Region pointing data:
- Opening Delimiter -

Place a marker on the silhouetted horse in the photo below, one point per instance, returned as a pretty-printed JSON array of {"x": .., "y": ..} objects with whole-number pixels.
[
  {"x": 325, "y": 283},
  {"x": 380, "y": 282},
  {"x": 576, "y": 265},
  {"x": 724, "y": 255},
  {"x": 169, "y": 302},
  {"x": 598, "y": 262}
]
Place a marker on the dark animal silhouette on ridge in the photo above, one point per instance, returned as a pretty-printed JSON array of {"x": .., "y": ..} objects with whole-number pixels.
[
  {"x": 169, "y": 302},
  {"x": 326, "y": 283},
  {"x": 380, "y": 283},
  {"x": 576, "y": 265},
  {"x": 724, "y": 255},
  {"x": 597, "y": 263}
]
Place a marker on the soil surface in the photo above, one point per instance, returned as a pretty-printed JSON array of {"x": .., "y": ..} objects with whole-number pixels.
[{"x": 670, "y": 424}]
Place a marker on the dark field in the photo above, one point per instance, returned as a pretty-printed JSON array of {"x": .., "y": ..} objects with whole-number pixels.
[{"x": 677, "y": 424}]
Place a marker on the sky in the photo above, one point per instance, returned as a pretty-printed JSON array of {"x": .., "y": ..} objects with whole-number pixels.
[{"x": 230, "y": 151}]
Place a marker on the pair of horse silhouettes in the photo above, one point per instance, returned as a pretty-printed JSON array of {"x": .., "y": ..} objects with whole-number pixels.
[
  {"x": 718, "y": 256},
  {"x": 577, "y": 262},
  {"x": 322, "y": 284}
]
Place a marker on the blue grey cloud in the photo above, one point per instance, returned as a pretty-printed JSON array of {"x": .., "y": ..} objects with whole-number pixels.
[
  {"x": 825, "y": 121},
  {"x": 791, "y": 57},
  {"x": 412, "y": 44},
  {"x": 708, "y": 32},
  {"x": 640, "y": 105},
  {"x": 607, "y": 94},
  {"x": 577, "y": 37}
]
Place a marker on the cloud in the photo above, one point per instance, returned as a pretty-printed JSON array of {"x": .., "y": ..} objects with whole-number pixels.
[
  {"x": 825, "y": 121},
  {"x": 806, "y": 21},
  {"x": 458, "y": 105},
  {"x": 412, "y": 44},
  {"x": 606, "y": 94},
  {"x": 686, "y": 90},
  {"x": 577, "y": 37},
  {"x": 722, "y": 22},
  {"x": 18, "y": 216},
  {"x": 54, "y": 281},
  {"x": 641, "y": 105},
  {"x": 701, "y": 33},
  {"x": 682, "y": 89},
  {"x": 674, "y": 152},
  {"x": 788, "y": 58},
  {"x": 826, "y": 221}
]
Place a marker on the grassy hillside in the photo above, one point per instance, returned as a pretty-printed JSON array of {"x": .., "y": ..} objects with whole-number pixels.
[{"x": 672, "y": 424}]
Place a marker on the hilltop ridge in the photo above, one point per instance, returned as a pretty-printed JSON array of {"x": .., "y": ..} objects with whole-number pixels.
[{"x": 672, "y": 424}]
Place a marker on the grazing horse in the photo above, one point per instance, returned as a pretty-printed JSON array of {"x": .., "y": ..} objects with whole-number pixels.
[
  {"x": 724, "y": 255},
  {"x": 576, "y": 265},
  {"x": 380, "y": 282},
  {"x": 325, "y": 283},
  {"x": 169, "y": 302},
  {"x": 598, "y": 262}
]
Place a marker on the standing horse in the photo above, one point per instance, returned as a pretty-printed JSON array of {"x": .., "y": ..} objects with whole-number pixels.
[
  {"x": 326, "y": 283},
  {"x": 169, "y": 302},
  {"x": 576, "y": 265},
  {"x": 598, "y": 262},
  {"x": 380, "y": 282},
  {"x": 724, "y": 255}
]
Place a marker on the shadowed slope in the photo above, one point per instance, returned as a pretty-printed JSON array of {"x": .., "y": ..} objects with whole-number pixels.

- Closing Delimiter -

## What you have to do:
Set out the records again, exactly as they appear above.

## Solution:
Place a marker on the silhouetted horse in the photo below, one point per instance, returned as a pretty-printed JSON array of {"x": .., "y": ..} objects with whole-number pixels.
[
  {"x": 325, "y": 283},
  {"x": 380, "y": 282},
  {"x": 576, "y": 265},
  {"x": 724, "y": 255},
  {"x": 169, "y": 302},
  {"x": 598, "y": 262}
]
Place a marker on the dark animal silhouette on ridge in the photo above, one point per instance, returned as a pretty-printed JSON array of {"x": .., "y": ..} objects with whole-number pixels.
[
  {"x": 169, "y": 302},
  {"x": 326, "y": 283},
  {"x": 380, "y": 283},
  {"x": 576, "y": 265},
  {"x": 724, "y": 255},
  {"x": 597, "y": 263}
]
Place a marker on the soil surface in the photo above, one point per instance, returned as a pretty-printed JSON array of {"x": .., "y": ..} objects with whole-number pixels.
[{"x": 670, "y": 424}]
Place a marker on the dark field in the photo above, one point per instance, returned as a pretty-printed JSON array of {"x": .., "y": ..} objects with whole-number pixels.
[{"x": 677, "y": 424}]
Place a marker on the sky in the photo above, one point per instance, returned as a pretty-printed JSON array of {"x": .., "y": ..} objects with whole-number pixels.
[{"x": 230, "y": 151}]
Place a marker on the pair of horse silhouettes in the photo above, one point per instance, returned as a pretty-printed JSON array of {"x": .., "y": ..} objects with whole-number pixels.
[
  {"x": 718, "y": 256},
  {"x": 577, "y": 262},
  {"x": 322, "y": 284}
]
Place a marker on the blue grey cloud in the photo above, one point per instance, returned as a pretty-printed JSON array of {"x": .., "y": ..} objects with whole-number pixels.
[
  {"x": 825, "y": 121},
  {"x": 791, "y": 57},
  {"x": 412, "y": 44},
  {"x": 708, "y": 32},
  {"x": 640, "y": 105},
  {"x": 607, "y": 94},
  {"x": 577, "y": 37}
]
Place a marker on the cloud in the photo above, one point per instance, returned as a pretty-printed JSON array of {"x": .., "y": ..} objects with whole-number pixels.
[
  {"x": 825, "y": 121},
  {"x": 806, "y": 21},
  {"x": 458, "y": 105},
  {"x": 412, "y": 44},
  {"x": 606, "y": 94},
  {"x": 686, "y": 90},
  {"x": 577, "y": 37},
  {"x": 722, "y": 22},
  {"x": 18, "y": 216},
  {"x": 54, "y": 281},
  {"x": 641, "y": 105},
  {"x": 701, "y": 33},
  {"x": 682, "y": 89},
  {"x": 674, "y": 152},
  {"x": 788, "y": 58},
  {"x": 826, "y": 221}
]
Place a marker on the grassy hillside in the photo above, one point per instance, returned as a pretty-printed JSON array of {"x": .., "y": ..} objects with whole-number pixels.
[{"x": 672, "y": 424}]
Place a marker on the hilltop ridge in the photo above, one point per instance, returned as a pretty-printed JSON array of {"x": .., "y": ..} objects with whole-number pixels.
[{"x": 672, "y": 424}]
Place a marker on the grazing horse in the photo above, one point per instance, returned as a pretty-printed JSON array of {"x": .., "y": ..} objects with whole-number pixels.
[
  {"x": 724, "y": 255},
  {"x": 576, "y": 265},
  {"x": 380, "y": 282},
  {"x": 325, "y": 283},
  {"x": 169, "y": 302},
  {"x": 598, "y": 262}
]
Place a marker on the standing horse in the photo above, one point per instance, returned as a pretty-printed JSON array of {"x": .., "y": ..} objects with whole-number pixels.
[
  {"x": 326, "y": 283},
  {"x": 169, "y": 302},
  {"x": 576, "y": 265},
  {"x": 598, "y": 262},
  {"x": 380, "y": 282},
  {"x": 724, "y": 255}
]
Place a marker on the shadowed slope in the photo above, one point per instance, returned as a pretty-printed JSON array of {"x": .., "y": ..} objects with whole-number pixels.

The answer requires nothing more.